- _PASSAGE FOR REVIEW_:
• March 12, 2018
Ninety-four-year-old Selwyn Village resident Denis Snowden and local volunteer pilot Timothée Duhamel prove cycling has no age limit. Photo: Zoe Madden-Smith
An international cycling campaign is showing Selwyn Village residents that ageing doesn’t have to stop you from exploring the city with the wind in your hair.
Established in Denmark in 2012, Cycling Without Age (CWA) aims to get elderly people who are less physically abled out and about on trishaws. Trishaws are specialised electric bikes that seat two people in the front while a volunteer "pilot" pedals from behind.
More than 30 Selwyn Village residents went for a spin around their community during a bike carnival held at the Point Chevalier retirement home on Sunday.
CWA founder Ole Kassow wanted to use social cycling as a way of minimising the harmful consequences of social isolation many elderly face each day.

- _DATA BLOCK_:

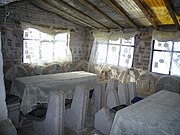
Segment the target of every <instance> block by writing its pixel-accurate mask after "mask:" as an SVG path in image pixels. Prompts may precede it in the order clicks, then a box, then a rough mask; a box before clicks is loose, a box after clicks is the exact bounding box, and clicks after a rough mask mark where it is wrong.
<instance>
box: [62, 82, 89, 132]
mask: <svg viewBox="0 0 180 135" xmlns="http://www.w3.org/2000/svg"><path fill="white" fill-rule="evenodd" d="M87 104H88V91H87V89H86V88H85V86H84V85H78V86H76V89H75V92H74V96H73V101H72V104H71V107H70V108H69V109H66V110H65V126H67V127H69V128H71V129H72V130H73V131H75V132H76V133H78V132H80V131H81V130H82V129H83V128H84V127H85V117H86V110H87Z"/></svg>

- _EXERCISE DIRECTIONS_: According to the article about Cycling Without Age, why did the campaign's founder want to use social cycling? Answer in one to three sentences.

- _EXERCISE RESPONSE_: Ole Kassow wanted to use social cycling to reduce the harmful effects of the social isolation that many elderly people face every day.